** WHAT TO DO **
The entries should be given again in full. Alter nothing.

** EXERCISE MATERIALS **
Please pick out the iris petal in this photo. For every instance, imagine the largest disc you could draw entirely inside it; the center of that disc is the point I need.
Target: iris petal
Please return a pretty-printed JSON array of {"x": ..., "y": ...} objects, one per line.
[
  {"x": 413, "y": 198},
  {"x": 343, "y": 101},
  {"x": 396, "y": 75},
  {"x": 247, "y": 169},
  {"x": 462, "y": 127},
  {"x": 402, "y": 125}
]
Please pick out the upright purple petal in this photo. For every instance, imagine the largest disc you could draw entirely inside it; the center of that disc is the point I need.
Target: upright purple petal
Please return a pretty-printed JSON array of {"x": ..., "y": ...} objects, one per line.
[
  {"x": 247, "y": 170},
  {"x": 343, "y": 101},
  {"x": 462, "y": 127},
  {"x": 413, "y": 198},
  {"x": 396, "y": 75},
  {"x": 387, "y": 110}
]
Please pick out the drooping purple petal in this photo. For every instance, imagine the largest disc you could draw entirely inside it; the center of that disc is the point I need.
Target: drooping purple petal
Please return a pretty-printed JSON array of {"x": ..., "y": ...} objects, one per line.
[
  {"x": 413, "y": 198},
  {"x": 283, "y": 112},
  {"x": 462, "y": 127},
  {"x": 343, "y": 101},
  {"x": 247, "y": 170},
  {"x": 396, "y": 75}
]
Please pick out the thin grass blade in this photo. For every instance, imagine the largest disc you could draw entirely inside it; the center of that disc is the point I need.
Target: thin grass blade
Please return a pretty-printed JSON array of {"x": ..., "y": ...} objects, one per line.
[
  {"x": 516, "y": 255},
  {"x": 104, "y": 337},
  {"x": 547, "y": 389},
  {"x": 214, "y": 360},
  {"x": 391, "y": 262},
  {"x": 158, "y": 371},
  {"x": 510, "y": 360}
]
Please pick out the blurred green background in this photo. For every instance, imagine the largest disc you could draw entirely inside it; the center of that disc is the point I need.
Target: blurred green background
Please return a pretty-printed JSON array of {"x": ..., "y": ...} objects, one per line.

** ANSWER TO THE EXERCISE **
Please pick out the iris petal in this photo. For every instance, imagine the largest disc you could draw entirely inside it; the center of that disc is the point I need.
Target: iris petal
Please return a pretty-printed JSON array of {"x": ..., "y": ...} objects, one per line.
[
  {"x": 413, "y": 198},
  {"x": 343, "y": 101},
  {"x": 396, "y": 75},
  {"x": 247, "y": 169},
  {"x": 462, "y": 127},
  {"x": 402, "y": 125}
]
Please pick out the upright purple petal in this photo. For every instance, imagine the largest disc you could draw entirely inside it; the center of that disc is the point I need.
Target: upright purple petal
Please return a pretty-printed JSON array of {"x": ..., "y": ...} objects, one per line.
[
  {"x": 247, "y": 170},
  {"x": 343, "y": 101},
  {"x": 462, "y": 127},
  {"x": 413, "y": 198},
  {"x": 396, "y": 75},
  {"x": 387, "y": 110}
]
Please pick out the drooping purple petal in this photo. For every instance, imagine the largest disc you could draw entirely inside it; the center of that disc is the point I need.
Target: drooping purple petal
Please return a pretty-printed JSON array of {"x": ..., "y": ...} objects, one per line.
[
  {"x": 413, "y": 198},
  {"x": 283, "y": 112},
  {"x": 462, "y": 127},
  {"x": 343, "y": 101},
  {"x": 247, "y": 170},
  {"x": 396, "y": 75}
]
Please pick out the thin grass blade in this photo. For every instance, imagine the largest disc you could draw entirely inside it; the center of that disc is the point I need.
Target: thin grass blade
Please return a pretty-printed JSON array of {"x": ..., "y": ...} objects, one per line.
[
  {"x": 516, "y": 255},
  {"x": 104, "y": 337},
  {"x": 547, "y": 389},
  {"x": 214, "y": 360},
  {"x": 391, "y": 262},
  {"x": 158, "y": 371},
  {"x": 510, "y": 360}
]
Please pick out the blurred green background in this photo. For every instance, imagine the largest disc you could draw entirely inside it; the center of that disc is the point I need.
Target: blurred green background
Please return a pretty-printed JSON array of {"x": ..., "y": ...} objects, one per line.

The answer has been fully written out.